Material apresentado:
----------------

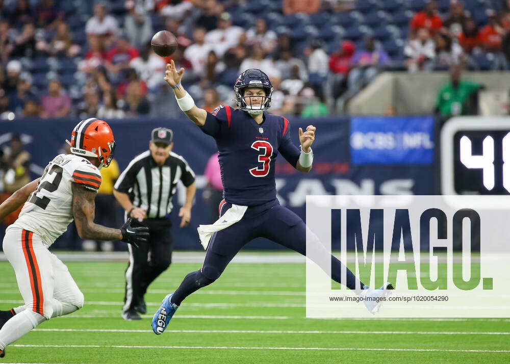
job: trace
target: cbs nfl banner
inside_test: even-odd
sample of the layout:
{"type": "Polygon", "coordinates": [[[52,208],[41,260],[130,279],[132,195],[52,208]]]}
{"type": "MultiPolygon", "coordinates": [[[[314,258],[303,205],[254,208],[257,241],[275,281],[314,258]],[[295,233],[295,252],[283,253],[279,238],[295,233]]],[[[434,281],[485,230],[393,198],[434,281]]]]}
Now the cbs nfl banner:
{"type": "Polygon", "coordinates": [[[430,164],[432,116],[358,116],[350,121],[354,164],[430,164]]]}
{"type": "Polygon", "coordinates": [[[330,278],[347,274],[332,271],[331,254],[356,287],[393,286],[375,298],[378,317],[508,317],[510,196],[500,198],[505,209],[480,196],[307,196],[307,317],[372,316],[374,296],[330,278]]]}

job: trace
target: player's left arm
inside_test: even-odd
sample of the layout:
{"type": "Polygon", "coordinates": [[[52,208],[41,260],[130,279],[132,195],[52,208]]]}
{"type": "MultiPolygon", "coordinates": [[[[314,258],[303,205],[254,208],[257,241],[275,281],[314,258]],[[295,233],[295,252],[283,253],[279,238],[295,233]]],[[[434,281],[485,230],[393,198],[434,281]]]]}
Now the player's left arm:
{"type": "Polygon", "coordinates": [[[308,173],[312,169],[314,154],[312,152],[311,147],[315,140],[315,129],[313,125],[309,125],[307,126],[307,130],[303,133],[303,129],[299,128],[301,153],[299,154],[299,159],[296,164],[296,169],[299,172],[308,173]]]}
{"type": "Polygon", "coordinates": [[[300,149],[291,140],[290,128],[288,127],[285,128],[285,134],[278,150],[287,162],[299,172],[310,172],[313,162],[314,154],[311,146],[315,139],[315,127],[308,125],[304,133],[302,129],[299,128],[300,149]]]}
{"type": "Polygon", "coordinates": [[[186,188],[186,200],[179,210],[179,217],[182,218],[180,227],[184,227],[187,226],[191,220],[191,206],[196,193],[196,183],[195,181],[195,172],[190,167],[188,162],[183,159],[181,163],[183,173],[181,181],[186,188]]]}
{"type": "Polygon", "coordinates": [[[78,235],[83,239],[121,240],[119,229],[107,227],[94,223],[96,191],[78,183],[71,184],[72,191],[72,215],[78,235]]]}
{"type": "Polygon", "coordinates": [[[182,218],[180,227],[184,227],[190,223],[190,221],[191,220],[191,206],[196,193],[196,183],[193,181],[186,187],[186,200],[183,207],[179,210],[179,217],[182,218]]]}
{"type": "Polygon", "coordinates": [[[39,178],[37,178],[27,184],[0,204],[0,222],[3,221],[6,216],[16,211],[27,201],[30,194],[37,189],[39,180],[39,178]]]}

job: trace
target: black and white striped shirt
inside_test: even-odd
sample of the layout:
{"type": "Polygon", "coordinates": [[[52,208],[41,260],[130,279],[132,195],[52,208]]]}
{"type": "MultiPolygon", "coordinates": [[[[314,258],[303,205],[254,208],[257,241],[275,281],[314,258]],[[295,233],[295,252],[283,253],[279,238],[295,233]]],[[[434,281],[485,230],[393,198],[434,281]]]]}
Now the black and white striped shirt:
{"type": "Polygon", "coordinates": [[[186,187],[195,181],[195,173],[184,158],[171,151],[160,166],[147,150],[130,162],[115,189],[128,194],[135,207],[146,209],[148,218],[161,218],[172,211],[172,196],[180,179],[186,187]]]}

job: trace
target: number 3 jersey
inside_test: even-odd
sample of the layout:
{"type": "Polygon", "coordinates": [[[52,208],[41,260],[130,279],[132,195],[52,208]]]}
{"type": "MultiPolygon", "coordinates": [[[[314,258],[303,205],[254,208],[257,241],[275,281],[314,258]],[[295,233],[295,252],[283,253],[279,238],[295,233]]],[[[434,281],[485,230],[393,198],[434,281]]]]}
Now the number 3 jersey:
{"type": "Polygon", "coordinates": [[[83,157],[59,154],[46,166],[37,189],[23,205],[19,217],[9,227],[32,231],[49,247],[73,220],[71,183],[97,192],[101,184],[101,173],[83,157]]]}
{"type": "Polygon", "coordinates": [[[263,116],[258,124],[245,111],[220,105],[200,127],[216,141],[223,196],[230,203],[253,206],[274,200],[278,152],[293,167],[299,158],[289,121],[265,112],[263,116]]]}

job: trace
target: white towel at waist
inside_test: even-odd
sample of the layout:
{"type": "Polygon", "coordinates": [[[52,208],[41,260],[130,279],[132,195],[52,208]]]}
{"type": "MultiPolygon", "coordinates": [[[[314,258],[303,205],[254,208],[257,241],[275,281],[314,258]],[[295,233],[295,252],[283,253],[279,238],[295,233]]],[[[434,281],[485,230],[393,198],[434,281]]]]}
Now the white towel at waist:
{"type": "Polygon", "coordinates": [[[242,219],[247,209],[248,209],[247,206],[233,204],[232,207],[225,211],[223,216],[217,220],[214,224],[199,225],[197,228],[197,231],[198,231],[200,242],[202,243],[203,248],[207,250],[207,246],[209,245],[209,241],[211,240],[213,234],[228,227],[242,219]]]}

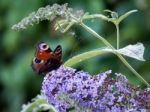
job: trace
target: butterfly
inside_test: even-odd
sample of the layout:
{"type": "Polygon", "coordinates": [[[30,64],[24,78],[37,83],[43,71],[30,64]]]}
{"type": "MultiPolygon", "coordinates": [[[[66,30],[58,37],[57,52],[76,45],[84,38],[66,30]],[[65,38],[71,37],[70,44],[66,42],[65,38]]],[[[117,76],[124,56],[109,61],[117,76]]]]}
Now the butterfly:
{"type": "Polygon", "coordinates": [[[31,66],[38,74],[46,74],[60,67],[61,57],[62,47],[60,45],[52,51],[46,43],[41,42],[37,44],[31,66]]]}

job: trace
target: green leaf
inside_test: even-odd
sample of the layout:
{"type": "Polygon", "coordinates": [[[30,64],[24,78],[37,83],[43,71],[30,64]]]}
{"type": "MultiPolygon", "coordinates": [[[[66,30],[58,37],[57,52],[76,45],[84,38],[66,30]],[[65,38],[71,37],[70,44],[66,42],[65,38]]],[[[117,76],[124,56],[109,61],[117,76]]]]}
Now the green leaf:
{"type": "Polygon", "coordinates": [[[117,53],[122,54],[127,57],[131,57],[140,61],[144,61],[143,54],[144,54],[144,46],[142,43],[137,43],[135,45],[128,45],[124,48],[121,48],[119,50],[112,50],[110,48],[101,48],[101,49],[95,49],[92,51],[88,51],[82,54],[79,54],[77,56],[72,57],[68,61],[64,63],[65,66],[73,66],[77,63],[80,63],[84,60],[93,58],[98,55],[103,55],[106,53],[114,53],[117,55],[117,53]]]}
{"type": "Polygon", "coordinates": [[[46,111],[49,112],[57,112],[56,109],[47,103],[45,97],[43,95],[38,95],[36,98],[32,100],[31,103],[24,104],[22,106],[21,112],[39,112],[46,111]]]}
{"type": "Polygon", "coordinates": [[[126,17],[128,17],[129,15],[131,15],[132,13],[137,12],[138,10],[131,10],[128,11],[127,13],[125,13],[124,15],[120,16],[119,19],[117,20],[117,23],[119,24],[122,20],[124,20],[126,17]]]}
{"type": "Polygon", "coordinates": [[[145,61],[143,58],[144,55],[144,46],[142,43],[137,43],[135,45],[128,45],[122,49],[117,50],[120,54],[123,54],[125,56],[145,61]]]}

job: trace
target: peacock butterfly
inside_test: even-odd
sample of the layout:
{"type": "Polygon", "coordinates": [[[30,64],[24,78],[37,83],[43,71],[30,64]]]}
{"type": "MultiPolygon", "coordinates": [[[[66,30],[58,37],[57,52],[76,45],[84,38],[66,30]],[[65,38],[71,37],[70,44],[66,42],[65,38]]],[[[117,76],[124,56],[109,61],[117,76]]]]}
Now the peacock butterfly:
{"type": "Polygon", "coordinates": [[[54,51],[44,42],[37,44],[32,68],[38,74],[45,74],[60,67],[62,48],[58,45],[54,51]]]}

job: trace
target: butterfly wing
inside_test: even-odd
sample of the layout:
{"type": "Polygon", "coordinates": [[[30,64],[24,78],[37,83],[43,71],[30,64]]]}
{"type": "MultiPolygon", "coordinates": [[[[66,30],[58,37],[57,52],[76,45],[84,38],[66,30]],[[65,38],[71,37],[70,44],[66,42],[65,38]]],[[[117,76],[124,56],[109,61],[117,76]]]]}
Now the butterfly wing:
{"type": "Polygon", "coordinates": [[[62,47],[58,45],[54,50],[54,56],[60,61],[62,57],[62,47]]]}
{"type": "Polygon", "coordinates": [[[55,70],[60,67],[62,64],[61,56],[62,56],[62,47],[58,45],[53,52],[50,54],[51,56],[46,60],[44,66],[40,69],[39,73],[47,73],[51,70],[55,70]]]}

----------------

Liste todas as linhas dos itens acima em que aparece a palavra "striped", levando em conta maiúsculas e minúsculas.

target: black and white striped shirt
Now the black and white striped shirt:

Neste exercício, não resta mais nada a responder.